▶ What the task asks:
Below are the entries. Transcribe exactly the lines from the one with "instance, sample <point>341,220</point>." through the one with "[indicate] one point per instance, sample <point>44,392</point>.", ends included, and leave out all others.

┄┄┄┄┄┄

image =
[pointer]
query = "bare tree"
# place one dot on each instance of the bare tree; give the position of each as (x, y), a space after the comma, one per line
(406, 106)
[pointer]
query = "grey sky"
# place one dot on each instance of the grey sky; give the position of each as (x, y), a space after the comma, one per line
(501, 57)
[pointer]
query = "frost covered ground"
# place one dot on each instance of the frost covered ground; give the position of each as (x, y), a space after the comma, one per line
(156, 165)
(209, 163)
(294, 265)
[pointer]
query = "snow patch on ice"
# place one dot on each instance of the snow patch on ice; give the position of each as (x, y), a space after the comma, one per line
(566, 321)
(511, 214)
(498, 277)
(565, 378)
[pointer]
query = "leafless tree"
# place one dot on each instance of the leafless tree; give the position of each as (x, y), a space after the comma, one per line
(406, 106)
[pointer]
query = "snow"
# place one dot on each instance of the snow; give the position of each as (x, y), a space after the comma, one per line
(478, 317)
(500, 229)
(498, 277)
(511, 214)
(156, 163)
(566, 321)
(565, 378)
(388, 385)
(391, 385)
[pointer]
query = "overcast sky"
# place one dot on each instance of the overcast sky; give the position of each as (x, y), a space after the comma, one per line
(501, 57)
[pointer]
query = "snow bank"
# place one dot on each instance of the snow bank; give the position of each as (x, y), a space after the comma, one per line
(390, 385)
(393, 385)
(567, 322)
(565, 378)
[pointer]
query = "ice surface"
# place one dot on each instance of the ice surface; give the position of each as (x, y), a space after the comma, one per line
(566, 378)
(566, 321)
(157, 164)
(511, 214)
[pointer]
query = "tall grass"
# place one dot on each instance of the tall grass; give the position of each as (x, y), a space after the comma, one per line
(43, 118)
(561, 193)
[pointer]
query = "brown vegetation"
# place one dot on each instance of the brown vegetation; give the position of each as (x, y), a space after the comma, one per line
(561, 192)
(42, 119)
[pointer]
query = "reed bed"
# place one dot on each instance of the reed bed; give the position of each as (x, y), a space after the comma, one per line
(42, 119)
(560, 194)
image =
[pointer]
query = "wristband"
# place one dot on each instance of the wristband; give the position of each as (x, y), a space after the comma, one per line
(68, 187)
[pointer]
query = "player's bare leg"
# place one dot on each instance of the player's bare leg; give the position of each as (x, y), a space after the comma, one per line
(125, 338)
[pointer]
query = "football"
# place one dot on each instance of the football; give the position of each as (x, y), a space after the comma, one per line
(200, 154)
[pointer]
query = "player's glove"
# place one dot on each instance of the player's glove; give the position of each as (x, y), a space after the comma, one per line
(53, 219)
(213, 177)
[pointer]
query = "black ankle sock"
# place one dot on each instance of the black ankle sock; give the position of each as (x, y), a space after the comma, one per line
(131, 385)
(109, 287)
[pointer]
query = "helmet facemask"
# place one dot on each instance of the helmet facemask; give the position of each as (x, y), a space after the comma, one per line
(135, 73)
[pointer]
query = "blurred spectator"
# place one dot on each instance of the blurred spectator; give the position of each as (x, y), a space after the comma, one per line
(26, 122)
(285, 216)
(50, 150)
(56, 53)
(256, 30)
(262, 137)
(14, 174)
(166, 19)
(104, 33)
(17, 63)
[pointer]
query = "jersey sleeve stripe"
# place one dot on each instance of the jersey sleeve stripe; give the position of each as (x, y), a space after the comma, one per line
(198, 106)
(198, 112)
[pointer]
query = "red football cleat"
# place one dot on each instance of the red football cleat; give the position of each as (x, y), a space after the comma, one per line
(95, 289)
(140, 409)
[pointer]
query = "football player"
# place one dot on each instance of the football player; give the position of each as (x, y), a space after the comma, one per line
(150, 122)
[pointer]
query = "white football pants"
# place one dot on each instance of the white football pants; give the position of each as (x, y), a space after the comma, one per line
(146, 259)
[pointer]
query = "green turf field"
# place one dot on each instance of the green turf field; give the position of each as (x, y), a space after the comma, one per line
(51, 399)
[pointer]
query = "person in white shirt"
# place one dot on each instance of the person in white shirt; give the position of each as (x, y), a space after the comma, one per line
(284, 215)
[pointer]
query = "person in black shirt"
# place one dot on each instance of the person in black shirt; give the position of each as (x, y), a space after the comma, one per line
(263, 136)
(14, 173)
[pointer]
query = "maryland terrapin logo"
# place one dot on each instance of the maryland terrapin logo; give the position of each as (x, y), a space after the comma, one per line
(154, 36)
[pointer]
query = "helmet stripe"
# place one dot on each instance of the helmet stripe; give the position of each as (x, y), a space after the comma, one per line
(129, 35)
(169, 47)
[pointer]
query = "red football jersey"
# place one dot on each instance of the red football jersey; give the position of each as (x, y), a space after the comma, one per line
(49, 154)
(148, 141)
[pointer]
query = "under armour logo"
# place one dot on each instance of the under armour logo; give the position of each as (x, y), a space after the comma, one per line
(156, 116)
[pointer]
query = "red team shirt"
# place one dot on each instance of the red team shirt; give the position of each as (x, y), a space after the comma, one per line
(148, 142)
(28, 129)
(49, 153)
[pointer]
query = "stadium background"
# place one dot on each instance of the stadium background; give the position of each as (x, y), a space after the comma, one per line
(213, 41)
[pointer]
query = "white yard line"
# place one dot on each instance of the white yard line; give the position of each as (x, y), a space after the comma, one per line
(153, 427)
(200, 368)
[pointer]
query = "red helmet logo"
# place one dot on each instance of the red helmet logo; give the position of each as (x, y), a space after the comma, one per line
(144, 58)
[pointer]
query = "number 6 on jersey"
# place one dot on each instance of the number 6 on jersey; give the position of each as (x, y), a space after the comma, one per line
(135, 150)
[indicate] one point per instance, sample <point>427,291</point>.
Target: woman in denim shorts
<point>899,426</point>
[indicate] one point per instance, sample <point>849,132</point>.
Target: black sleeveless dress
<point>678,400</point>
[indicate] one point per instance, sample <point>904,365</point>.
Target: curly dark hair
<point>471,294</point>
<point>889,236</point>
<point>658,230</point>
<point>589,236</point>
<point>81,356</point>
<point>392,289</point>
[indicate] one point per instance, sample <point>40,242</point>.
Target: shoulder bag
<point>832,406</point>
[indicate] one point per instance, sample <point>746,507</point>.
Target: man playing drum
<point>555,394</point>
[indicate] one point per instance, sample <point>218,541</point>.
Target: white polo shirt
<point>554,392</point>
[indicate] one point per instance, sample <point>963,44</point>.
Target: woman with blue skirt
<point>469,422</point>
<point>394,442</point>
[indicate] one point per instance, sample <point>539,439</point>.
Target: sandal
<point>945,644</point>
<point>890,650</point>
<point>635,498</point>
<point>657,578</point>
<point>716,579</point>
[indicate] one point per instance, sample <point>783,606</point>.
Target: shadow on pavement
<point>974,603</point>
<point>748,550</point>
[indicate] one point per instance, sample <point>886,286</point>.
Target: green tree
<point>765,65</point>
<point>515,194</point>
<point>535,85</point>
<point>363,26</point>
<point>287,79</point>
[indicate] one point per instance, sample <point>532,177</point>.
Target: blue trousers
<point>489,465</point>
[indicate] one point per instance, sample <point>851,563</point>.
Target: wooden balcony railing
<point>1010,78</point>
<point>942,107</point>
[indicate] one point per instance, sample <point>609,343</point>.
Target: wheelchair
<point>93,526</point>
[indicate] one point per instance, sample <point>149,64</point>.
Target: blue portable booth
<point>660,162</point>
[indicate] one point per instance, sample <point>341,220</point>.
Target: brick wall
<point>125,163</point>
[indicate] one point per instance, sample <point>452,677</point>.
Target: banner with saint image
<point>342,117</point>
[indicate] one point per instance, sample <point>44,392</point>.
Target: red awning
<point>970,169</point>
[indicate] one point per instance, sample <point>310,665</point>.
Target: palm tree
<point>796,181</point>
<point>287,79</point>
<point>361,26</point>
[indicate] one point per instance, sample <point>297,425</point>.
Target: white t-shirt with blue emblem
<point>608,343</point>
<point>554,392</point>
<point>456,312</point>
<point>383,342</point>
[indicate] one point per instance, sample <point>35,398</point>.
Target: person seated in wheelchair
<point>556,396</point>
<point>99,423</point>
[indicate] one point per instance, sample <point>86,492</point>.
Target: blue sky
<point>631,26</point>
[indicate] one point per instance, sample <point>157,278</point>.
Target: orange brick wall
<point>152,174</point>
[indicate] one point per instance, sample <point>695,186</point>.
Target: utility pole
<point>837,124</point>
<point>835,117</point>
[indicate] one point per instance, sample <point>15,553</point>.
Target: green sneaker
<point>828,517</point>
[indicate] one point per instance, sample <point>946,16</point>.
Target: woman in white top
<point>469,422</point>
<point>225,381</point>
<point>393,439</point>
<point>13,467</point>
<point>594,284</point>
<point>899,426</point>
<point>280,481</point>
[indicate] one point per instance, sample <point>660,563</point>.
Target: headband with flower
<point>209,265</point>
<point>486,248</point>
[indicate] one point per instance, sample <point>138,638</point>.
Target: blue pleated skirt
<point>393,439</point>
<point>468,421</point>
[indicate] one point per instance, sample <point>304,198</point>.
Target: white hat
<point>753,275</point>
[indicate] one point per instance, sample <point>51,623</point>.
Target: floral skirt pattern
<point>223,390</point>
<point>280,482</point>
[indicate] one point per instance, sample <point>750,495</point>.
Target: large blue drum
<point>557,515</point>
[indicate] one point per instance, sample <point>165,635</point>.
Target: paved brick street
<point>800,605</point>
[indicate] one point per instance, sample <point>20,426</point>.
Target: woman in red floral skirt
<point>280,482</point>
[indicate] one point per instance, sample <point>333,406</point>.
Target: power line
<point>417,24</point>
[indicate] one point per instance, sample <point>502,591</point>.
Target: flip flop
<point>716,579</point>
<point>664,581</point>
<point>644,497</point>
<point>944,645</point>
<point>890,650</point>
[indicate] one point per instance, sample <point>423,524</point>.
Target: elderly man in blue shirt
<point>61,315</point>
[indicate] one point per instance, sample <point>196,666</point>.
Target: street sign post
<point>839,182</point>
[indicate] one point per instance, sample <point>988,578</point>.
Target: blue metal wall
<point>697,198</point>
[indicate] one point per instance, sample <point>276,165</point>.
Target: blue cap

┄┄┄┄┄┄

▶ Exercise answer:
[indicate] one point per instance, sample <point>341,220</point>.
Target: brick wall
<point>125,163</point>
[indicate] one point per instance, sample <point>452,677</point>.
Target: banner with saint image
<point>342,117</point>
[indicate] one point per instance, sample <point>44,392</point>.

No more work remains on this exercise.